WHAT NEEDS TO BE DONE
Write out the entries below again, replacing each "drop a single dot" with "place one marker" and changing nothing else.

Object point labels

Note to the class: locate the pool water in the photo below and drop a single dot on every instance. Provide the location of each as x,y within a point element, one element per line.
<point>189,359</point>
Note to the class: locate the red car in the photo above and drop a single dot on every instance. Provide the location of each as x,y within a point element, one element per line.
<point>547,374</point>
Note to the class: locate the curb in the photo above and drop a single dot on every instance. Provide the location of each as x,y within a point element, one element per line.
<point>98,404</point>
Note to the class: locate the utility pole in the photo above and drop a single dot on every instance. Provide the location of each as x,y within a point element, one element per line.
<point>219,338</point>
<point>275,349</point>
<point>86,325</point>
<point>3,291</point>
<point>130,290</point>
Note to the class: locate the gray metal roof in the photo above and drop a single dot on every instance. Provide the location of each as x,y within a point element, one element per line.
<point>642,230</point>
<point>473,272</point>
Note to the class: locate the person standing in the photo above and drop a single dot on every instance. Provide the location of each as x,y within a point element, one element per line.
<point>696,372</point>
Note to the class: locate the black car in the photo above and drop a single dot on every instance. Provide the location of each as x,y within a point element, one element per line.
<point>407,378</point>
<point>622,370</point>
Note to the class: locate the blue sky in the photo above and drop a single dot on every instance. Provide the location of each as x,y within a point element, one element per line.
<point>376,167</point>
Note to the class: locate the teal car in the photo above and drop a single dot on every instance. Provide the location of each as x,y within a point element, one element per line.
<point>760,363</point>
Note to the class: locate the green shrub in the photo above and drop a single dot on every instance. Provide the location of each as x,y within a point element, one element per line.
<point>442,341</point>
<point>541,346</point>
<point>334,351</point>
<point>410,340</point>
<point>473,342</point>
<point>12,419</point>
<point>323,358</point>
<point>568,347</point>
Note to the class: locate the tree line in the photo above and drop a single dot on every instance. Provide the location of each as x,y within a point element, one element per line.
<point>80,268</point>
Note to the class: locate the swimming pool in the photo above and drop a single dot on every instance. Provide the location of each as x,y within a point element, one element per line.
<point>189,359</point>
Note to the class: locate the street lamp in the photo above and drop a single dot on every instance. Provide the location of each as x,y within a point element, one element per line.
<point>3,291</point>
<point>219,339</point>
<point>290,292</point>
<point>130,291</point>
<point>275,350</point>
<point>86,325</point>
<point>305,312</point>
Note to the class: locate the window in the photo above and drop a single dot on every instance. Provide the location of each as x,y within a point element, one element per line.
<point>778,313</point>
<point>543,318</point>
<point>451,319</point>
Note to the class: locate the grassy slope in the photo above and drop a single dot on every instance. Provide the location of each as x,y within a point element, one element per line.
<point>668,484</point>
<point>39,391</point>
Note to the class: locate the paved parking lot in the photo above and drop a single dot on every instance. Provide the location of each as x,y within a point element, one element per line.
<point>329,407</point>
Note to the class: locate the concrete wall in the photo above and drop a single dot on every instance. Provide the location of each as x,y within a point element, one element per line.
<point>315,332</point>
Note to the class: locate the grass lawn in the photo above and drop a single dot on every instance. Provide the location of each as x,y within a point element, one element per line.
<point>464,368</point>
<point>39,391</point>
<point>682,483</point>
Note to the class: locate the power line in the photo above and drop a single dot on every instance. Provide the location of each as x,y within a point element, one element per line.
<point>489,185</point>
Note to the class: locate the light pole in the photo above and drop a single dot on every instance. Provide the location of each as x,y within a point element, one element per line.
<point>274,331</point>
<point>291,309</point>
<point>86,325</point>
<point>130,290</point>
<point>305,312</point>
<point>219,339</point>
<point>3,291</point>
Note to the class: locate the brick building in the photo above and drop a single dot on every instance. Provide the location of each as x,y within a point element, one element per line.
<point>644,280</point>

RESPONSE TO THE EXERCISE
Note to the class: locate the pool water in the photo below and place one marker on every instance. Provide the location of each as x,y within a point element, one element per line.
<point>189,359</point>
Note to the class: locate the red car in the photo above and place one marker on every instance. Provide the location of each as x,y within a point element, one element per line.
<point>547,374</point>
Note to the class: locate the curb in the photo above and place one marker on every instance. Provide the location of each as x,y within a point element, one element per line.
<point>98,404</point>
Note to the class: locate the utility pole in the photo above and place one marker on every instance. Provide the location of each as x,y within a point element, one element per line.
<point>219,338</point>
<point>275,349</point>
<point>86,325</point>
<point>3,291</point>
<point>130,290</point>
Note to the class: locate the gray metal roof in the photo above and place one marker on every instance. Provide the location of each as x,y within a point element, one element per line.
<point>642,230</point>
<point>473,272</point>
Note to the class: locate the person standing in the photo above and place one marker on every instance. Provide the location of each as x,y within a point element, one element per line.
<point>696,372</point>
Note to the class: locate the black car in the photo above and place one marker on every instance. Provide the location of each as x,y within a point element, one element per line.
<point>407,378</point>
<point>622,370</point>
Note to the class: locate the blue sky in the photo above and place one marker on every instance. Provide the location of each as x,y within a point element, one element per line.
<point>376,167</point>
Note to the class: locate the teal car in the photo above and place one marker on every instance. Provide the location of each as x,y within a point element, one element per line.
<point>760,363</point>
Note to the class: locate the green shrub in the photo above and place one marker on every instance. Provide the location of each as x,y within a point element, one element per line.
<point>442,341</point>
<point>541,346</point>
<point>334,351</point>
<point>410,340</point>
<point>473,342</point>
<point>12,419</point>
<point>323,358</point>
<point>568,347</point>
Note to the class: locate the tree line in the photo above and place one marker on every instance. Provide the location of each as x,y within a point element, one element per line.
<point>80,268</point>
Note to the class: locate the swimming pool in the photo above and place one marker on every instance. Provide the location of each as x,y within a point element, one element per line.
<point>189,359</point>
Note to the class: locate the street lamp in the photo above and place one marker on every instance. Provide the location of each as x,y within a point element, one element per line.
<point>3,291</point>
<point>219,339</point>
<point>290,292</point>
<point>130,291</point>
<point>275,350</point>
<point>86,325</point>
<point>305,312</point>
Note to the class: locate the window in the photo above and place one marker on every instance. Provide the location of each as x,y within a point element, one element per line.
<point>778,313</point>
<point>543,318</point>
<point>451,319</point>
Note to the class: locate the grassy slope in the photo above and place one marker on every instance. Provide the location of each as x,y within a point element, one element per line.
<point>668,484</point>
<point>39,391</point>
Note to the class: locate the paved parking lot in the photo above and place one marker on every instance. Provide the location of each as x,y within a point element, one element per line.
<point>329,407</point>
Note to the class: locate the concrete wall in the photo above and place one marker on every instance. Provide the location of each as x,y within a point element, one element per line.
<point>315,332</point>
Note to the class: locate the grass lawn in the photo above and place one marker on every instance. Provide the location of each as x,y within a point element, one element per line.
<point>464,368</point>
<point>39,391</point>
<point>682,483</point>
Note to the class: locate the power line in the photo above and place one marker on every instance. Provide the location of each as x,y within a point element, one element per line.
<point>489,185</point>
Note to the class: locate the light pole in the photo above and place one marker on every instance. Provide the location of each as x,y within a point element, one element per line.
<point>274,331</point>
<point>291,309</point>
<point>86,325</point>
<point>130,290</point>
<point>305,312</point>
<point>219,339</point>
<point>3,291</point>
Note to the class: locate the brick building in the photo above and place one marker on every instance. Provide the location of each as x,y within a point element, one element per line.
<point>644,280</point>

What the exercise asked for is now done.